## [Task directions]
Extract from the passage on global Muslim spending the part that opens with the words containing "The pandemic has" and closes with "(CAGR) of 3.1%.", copying it word for word.

## [Passage provided]
————

While the pandemic seemed at first to threaten shortened supply chains as Muslim-majority countries like others looked to secure domestic food supplies, a recovering global economy as well as supportive government measures suggest the global Islamic economy will continue where it left off before the pandemic took hold.

The pandemic has been predicted to cause an 8% downturn in global Muslim spending in 2020 across the food, pharmaceutical, cosmetics, fashion, travel and media & recreation sectors. In 2019 this spending had totalled $2.02 trillion, up 3.2% from 2018.

However, each of these sectors, with the exception of travel, is forecast to return to pre-pandemic spending levels by the end of 2021. By 2024, the global Muslim spend is predicted to reach $2.4 trillion, representing a 5-year Cumulative Annual Growth Rate (CAGR) of 3.1%.

————

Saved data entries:
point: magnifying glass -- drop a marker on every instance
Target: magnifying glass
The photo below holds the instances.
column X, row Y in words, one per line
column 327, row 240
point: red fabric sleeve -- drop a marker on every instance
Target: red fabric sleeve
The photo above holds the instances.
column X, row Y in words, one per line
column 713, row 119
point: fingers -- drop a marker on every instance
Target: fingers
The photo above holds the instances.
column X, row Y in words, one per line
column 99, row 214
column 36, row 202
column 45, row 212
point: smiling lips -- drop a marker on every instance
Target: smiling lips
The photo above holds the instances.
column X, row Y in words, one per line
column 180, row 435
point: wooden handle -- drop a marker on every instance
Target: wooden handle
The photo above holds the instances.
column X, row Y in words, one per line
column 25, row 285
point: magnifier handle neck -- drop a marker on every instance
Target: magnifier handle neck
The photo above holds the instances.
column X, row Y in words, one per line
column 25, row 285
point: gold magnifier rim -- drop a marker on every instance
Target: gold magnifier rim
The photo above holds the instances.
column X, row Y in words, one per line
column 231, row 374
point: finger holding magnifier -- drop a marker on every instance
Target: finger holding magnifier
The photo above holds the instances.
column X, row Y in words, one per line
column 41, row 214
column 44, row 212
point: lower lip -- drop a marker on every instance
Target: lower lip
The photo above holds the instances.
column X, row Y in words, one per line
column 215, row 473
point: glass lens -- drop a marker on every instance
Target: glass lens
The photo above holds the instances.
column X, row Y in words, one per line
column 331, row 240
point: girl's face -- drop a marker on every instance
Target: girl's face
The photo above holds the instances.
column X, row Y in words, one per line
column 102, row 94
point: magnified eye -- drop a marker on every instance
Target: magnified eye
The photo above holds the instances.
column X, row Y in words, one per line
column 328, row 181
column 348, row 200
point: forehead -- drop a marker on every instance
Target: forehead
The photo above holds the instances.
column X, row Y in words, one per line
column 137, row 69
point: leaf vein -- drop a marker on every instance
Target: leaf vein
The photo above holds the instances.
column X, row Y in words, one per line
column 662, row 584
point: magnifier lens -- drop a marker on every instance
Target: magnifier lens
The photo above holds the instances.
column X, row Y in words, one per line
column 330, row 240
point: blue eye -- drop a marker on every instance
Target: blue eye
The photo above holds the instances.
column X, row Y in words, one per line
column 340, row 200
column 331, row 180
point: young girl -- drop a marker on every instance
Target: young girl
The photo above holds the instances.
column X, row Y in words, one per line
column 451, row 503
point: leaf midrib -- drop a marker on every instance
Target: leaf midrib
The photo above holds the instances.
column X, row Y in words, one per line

————

## [Written solution]
The pandemic has been predicted to cause an 8% downturn in global Muslim spending in 2020 across the food, pharmaceutical, cosmetics, fashion, travel and media & recreation sectors. In 2019 this spending had totalled $2.02 trillion, up 3.2% from 2018.

However, each of these sectors, with the exception of travel, is forecast to return to pre-pandemic spending levels by the end of 2021. By 2024, the global Muslim spend is predicted to reach $2.4 trillion, representing a 5-year Cumulative Annual Growth Rate (CAGR) of 3.1%.